▶ **What you need to do**:
Could you copy every record exactly as it appears?
----- Records supplied
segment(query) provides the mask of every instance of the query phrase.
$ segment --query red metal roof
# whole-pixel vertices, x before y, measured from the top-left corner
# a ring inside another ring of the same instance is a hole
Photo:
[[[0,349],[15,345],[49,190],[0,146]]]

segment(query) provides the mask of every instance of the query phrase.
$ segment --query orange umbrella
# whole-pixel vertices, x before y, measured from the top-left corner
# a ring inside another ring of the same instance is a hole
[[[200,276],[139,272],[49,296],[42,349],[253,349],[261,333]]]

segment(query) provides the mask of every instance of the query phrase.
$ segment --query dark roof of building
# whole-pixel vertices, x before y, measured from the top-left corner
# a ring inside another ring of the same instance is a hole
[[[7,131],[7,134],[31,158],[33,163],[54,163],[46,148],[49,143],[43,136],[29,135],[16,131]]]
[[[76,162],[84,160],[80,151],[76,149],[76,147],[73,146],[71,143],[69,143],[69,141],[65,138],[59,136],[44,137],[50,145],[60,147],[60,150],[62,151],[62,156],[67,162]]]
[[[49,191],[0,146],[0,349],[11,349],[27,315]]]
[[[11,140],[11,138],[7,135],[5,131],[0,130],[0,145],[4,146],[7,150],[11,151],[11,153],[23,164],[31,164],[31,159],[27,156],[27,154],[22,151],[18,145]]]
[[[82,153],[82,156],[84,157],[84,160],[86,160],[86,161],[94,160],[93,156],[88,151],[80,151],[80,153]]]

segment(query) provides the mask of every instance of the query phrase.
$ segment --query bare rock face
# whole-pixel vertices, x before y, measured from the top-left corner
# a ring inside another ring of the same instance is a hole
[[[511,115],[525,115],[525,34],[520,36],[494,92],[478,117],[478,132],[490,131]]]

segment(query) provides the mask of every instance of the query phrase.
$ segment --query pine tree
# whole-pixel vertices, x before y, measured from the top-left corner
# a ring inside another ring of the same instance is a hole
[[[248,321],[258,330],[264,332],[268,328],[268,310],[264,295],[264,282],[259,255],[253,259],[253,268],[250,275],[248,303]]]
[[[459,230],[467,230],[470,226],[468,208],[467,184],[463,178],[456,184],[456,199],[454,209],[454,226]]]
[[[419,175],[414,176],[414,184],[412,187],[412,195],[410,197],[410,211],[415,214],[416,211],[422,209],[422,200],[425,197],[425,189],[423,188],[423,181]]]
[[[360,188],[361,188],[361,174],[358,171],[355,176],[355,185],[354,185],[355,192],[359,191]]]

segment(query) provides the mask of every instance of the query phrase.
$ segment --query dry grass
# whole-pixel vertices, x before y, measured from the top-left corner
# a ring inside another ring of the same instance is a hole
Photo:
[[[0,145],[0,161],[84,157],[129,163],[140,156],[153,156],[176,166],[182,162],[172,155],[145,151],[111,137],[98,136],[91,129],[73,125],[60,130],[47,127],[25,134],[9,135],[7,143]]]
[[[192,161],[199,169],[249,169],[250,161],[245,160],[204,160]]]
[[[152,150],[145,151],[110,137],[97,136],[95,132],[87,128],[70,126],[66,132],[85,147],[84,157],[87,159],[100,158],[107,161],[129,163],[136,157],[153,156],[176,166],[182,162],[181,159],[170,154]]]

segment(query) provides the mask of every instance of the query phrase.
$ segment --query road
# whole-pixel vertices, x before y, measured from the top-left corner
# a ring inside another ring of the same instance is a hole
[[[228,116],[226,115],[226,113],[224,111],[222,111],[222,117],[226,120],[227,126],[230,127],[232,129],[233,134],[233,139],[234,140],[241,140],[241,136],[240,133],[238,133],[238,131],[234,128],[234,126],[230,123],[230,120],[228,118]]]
----------
▶ **Written solution**:
segment(query) provides the mask of every instance of the query phrase.
$ segment --query red metal roof
# whole-pixel vertices, x before y, measured from the top-left corner
# a ring inside another ring of the same instance is a hole
Photo:
[[[0,349],[15,345],[49,190],[0,146]]]

segment(query) provides the mask of every instance of the query phrase.
$ segment --query orange umbrella
# whole-pixel vertices, x before y, measured from the top-left corner
# a ring inside another ring of the same instance is a hole
[[[200,276],[139,272],[49,296],[42,349],[253,349],[261,333]]]

segment(query) provides the mask of every instance of the query phrase.
$ segment --query dark roof of building
# whole-pixel vertices, x before y, measured from the top-left corner
# a ring inside another ring of the same instance is a hole
[[[7,131],[7,134],[31,158],[33,163],[54,163],[46,148],[49,143],[43,136],[29,135],[16,131]]]
[[[76,162],[84,160],[80,151],[76,149],[76,147],[73,146],[71,143],[69,143],[69,141],[65,138],[59,136],[44,137],[50,145],[60,147],[60,150],[62,151],[62,156],[67,162]]]
[[[49,191],[0,146],[0,349],[11,349],[27,315]]]
[[[11,140],[11,138],[7,135],[5,131],[0,130],[0,145],[4,146],[7,150],[11,151],[11,153],[23,164],[31,164],[31,159],[27,156],[27,154],[22,151],[18,145]]]
[[[82,153],[82,156],[84,157],[84,160],[86,160],[86,161],[94,160],[93,156],[88,151],[80,151],[80,153]]]

segment(query) provides the mask of every instance of the query phrase.
$ segment --query bare rock face
# whole-pixel vertices, x before y, measured from the top-left corner
# a ring inside another ring of the same instance is a hole
[[[511,115],[525,115],[525,34],[520,36],[494,92],[478,117],[478,132],[490,131]]]

segment(query) provides the mask of every instance of the query phrase.
$ segment --query pine tree
# whole-pixel vertices, x before y, measured from the top-left corner
# a ring inside another ring of the same instance is a hole
[[[248,321],[258,330],[264,332],[268,328],[268,310],[264,295],[264,282],[259,255],[253,259],[253,268],[250,275],[248,303]]]
[[[459,230],[467,230],[470,226],[468,208],[467,184],[463,178],[456,184],[456,199],[454,209],[454,226]]]
[[[419,175],[414,176],[414,184],[412,187],[412,195],[410,197],[410,211],[415,214],[416,211],[422,209],[422,200],[425,197],[425,189],[423,188],[423,181]]]
[[[360,188],[361,188],[361,174],[358,171],[355,176],[355,185],[354,185],[355,192],[359,191]]]

segment(query) provides the mask of every instance of the query phrase.
$ segment --query dry grass
# whole-pixel vertices, x before y, measured from the top-left corner
# a ring inside another ring of the same instance is a hole
Photo:
[[[0,145],[0,161],[84,157],[129,163],[140,156],[153,156],[176,166],[182,162],[172,155],[145,151],[111,137],[98,136],[91,129],[73,125],[60,130],[47,127],[25,134],[9,135],[7,143]]]
[[[192,161],[199,169],[249,169],[250,161],[245,160],[204,160]]]
[[[152,150],[145,151],[110,137],[97,136],[95,132],[87,128],[70,126],[66,132],[85,147],[84,157],[87,159],[100,158],[107,161],[129,163],[136,157],[153,156],[176,166],[182,162],[181,159],[170,154]]]

segment(query) provides the mask of every instance of the query phrase.
$ segment --query road
# whole-pixel vertices, x before y, measured from the top-left corner
# a ring inside another ring of the same instance is a hole
[[[228,116],[226,115],[226,113],[224,111],[222,111],[222,117],[226,120],[227,126],[230,127],[232,129],[233,134],[233,139],[234,140],[241,140],[241,136],[240,133],[238,133],[238,131],[234,128],[234,126],[230,123],[230,120],[228,118]]]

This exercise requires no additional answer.